REQUIRED TASK >>
Word for word, repeat the lines of the records from the one containing "Could you please indicate the carved" through the last line, both included.

RECORDS PROVIDED >>

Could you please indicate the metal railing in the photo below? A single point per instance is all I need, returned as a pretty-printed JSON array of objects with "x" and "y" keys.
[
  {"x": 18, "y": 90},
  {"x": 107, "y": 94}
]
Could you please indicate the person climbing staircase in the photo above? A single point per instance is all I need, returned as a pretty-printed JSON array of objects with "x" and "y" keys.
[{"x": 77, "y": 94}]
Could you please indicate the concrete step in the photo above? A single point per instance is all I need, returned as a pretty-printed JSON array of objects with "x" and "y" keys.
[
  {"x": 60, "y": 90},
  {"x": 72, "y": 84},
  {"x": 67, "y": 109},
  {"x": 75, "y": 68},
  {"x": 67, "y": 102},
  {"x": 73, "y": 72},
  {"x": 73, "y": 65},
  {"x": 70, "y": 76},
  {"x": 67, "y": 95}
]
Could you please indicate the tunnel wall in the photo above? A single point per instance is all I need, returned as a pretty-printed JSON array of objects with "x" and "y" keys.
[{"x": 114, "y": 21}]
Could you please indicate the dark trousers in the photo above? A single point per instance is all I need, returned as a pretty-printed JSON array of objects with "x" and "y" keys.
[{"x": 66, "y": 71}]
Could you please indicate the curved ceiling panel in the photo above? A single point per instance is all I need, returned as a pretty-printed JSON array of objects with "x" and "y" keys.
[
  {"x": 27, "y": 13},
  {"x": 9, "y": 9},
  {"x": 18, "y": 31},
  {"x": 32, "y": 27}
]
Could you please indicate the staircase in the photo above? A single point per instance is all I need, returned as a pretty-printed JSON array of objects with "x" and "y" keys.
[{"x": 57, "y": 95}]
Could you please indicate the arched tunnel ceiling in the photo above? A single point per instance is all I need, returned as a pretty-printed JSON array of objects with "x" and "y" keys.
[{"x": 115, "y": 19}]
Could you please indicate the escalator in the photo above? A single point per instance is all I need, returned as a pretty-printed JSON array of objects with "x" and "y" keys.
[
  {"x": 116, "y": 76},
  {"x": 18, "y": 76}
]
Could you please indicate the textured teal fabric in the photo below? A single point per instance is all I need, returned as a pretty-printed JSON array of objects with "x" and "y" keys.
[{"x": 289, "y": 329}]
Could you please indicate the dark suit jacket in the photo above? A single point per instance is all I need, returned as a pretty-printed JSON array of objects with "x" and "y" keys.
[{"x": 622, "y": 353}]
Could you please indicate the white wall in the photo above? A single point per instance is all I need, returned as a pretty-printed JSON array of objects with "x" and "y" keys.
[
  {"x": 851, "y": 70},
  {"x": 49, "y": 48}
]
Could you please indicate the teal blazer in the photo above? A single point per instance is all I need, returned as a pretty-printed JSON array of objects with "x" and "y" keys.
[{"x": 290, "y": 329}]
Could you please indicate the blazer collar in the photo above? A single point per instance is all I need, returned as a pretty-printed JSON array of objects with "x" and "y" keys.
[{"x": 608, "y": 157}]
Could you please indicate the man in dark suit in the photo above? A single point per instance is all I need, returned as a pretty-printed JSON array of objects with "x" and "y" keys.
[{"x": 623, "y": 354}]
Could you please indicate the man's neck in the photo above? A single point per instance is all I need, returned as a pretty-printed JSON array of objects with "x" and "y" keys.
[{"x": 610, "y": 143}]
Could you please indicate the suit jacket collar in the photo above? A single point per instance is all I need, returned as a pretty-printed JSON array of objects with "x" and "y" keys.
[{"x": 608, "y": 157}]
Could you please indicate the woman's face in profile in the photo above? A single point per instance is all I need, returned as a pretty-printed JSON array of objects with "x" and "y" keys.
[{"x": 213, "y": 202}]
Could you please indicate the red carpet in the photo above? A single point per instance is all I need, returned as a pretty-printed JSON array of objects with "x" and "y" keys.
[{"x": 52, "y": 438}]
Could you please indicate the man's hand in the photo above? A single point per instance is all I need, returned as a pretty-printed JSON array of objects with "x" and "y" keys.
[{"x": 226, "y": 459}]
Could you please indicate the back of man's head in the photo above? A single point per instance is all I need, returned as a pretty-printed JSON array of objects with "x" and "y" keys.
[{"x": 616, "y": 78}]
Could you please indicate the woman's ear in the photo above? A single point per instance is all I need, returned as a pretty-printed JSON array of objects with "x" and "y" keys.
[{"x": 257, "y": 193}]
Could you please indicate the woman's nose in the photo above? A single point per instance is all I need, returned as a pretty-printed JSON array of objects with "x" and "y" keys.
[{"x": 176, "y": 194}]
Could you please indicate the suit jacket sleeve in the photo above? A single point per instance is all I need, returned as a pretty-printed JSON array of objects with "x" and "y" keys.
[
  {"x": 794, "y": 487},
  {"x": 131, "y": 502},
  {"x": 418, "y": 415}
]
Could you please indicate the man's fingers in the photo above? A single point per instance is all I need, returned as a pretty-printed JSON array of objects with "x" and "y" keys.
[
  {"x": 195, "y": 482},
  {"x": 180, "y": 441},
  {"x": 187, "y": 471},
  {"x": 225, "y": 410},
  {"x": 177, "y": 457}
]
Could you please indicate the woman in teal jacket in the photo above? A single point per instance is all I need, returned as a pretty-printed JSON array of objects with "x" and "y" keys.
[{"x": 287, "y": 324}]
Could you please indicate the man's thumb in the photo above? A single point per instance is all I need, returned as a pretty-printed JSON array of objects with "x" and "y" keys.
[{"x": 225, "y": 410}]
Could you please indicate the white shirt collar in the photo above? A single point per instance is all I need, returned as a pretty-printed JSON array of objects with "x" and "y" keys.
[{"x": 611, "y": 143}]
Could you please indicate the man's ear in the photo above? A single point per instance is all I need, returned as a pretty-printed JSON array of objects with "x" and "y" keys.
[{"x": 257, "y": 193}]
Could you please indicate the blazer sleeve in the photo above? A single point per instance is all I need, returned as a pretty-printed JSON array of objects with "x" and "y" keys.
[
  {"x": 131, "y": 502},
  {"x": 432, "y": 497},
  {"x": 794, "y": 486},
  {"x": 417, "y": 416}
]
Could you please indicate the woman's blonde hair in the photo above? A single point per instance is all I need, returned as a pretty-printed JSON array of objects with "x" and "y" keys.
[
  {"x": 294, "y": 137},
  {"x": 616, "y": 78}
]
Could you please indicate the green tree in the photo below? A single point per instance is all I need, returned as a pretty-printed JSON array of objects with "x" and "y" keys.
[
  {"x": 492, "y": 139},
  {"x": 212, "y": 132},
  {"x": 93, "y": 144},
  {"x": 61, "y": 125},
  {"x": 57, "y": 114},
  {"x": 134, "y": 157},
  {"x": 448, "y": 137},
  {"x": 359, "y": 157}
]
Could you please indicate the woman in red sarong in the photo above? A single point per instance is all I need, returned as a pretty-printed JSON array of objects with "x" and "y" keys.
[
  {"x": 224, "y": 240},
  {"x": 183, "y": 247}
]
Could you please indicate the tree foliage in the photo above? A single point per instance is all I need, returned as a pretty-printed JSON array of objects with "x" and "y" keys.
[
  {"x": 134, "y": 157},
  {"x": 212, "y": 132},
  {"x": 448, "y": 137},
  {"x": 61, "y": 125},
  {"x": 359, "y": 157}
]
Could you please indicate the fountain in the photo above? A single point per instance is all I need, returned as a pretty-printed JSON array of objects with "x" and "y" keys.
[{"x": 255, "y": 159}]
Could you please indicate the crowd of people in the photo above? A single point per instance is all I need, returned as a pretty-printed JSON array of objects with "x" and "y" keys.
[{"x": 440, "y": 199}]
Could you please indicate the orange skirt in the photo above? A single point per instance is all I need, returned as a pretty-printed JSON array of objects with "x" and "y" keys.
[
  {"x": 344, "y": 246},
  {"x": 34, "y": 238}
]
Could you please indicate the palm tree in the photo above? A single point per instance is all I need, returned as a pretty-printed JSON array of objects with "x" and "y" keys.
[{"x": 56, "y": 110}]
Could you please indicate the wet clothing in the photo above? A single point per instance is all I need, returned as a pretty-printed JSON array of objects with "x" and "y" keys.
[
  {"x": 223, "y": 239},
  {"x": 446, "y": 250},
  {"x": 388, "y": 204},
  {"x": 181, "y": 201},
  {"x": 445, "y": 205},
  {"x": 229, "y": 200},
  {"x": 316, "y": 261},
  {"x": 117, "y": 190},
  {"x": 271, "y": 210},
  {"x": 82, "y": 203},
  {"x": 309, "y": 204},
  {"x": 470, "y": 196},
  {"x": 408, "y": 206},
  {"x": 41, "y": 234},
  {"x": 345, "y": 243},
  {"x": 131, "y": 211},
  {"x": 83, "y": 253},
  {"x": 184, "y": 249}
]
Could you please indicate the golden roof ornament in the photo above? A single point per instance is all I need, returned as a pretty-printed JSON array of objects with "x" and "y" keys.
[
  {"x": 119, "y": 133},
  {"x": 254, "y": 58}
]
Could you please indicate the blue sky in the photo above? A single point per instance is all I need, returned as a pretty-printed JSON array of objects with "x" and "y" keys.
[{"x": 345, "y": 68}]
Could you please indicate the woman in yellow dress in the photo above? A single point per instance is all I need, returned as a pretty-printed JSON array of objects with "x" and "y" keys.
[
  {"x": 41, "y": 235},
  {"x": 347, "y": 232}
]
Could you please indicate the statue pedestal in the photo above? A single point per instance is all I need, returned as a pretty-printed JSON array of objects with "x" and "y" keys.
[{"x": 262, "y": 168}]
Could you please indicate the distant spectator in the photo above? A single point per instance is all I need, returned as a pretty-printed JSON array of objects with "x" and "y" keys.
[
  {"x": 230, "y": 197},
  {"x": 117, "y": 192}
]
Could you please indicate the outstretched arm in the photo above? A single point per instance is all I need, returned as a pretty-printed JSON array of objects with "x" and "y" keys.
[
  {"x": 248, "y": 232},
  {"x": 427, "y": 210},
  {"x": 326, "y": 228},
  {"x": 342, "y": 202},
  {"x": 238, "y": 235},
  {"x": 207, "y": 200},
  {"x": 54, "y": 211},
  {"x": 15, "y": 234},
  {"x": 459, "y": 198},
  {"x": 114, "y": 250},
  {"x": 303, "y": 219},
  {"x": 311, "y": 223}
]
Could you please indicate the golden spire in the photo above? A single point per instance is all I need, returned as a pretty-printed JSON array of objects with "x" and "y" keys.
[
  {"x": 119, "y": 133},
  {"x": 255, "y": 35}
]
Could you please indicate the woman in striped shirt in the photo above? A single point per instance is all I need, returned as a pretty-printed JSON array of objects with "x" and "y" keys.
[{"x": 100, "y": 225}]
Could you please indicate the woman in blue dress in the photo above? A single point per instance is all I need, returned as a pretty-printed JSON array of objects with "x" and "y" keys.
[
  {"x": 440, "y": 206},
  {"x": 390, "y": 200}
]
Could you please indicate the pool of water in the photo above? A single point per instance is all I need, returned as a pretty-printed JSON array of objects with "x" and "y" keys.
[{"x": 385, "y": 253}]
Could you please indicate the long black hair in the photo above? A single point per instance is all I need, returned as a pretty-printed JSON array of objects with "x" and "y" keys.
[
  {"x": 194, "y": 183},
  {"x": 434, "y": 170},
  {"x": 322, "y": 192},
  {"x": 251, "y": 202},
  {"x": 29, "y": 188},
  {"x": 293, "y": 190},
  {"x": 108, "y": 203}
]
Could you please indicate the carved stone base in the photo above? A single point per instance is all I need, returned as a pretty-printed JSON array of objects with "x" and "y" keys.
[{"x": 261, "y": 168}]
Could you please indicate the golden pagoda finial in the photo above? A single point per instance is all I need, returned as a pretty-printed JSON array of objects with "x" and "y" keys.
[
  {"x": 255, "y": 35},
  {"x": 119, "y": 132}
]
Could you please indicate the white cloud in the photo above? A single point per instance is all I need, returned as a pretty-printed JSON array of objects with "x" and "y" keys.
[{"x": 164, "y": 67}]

FULL SOLUTION >>
Could you please indicate the carved stone base in the photo above? A single point per instance is all I need, returned as a pretty-printed JSON array of objects with "x" and "y" keys.
[{"x": 261, "y": 168}]
Could you please indicate the golden pagoda finial in the photo above? A single point per instance is all I need, returned as a pretty-printed JSON array of objects with "x" and "y" keys.
[
  {"x": 255, "y": 35},
  {"x": 119, "y": 132}
]
Could you please indicate the white cloud in the photo above? A single point per instance is all I need, returned as a pretty-printed JSON array of objects with "x" and "y" keys.
[{"x": 164, "y": 67}]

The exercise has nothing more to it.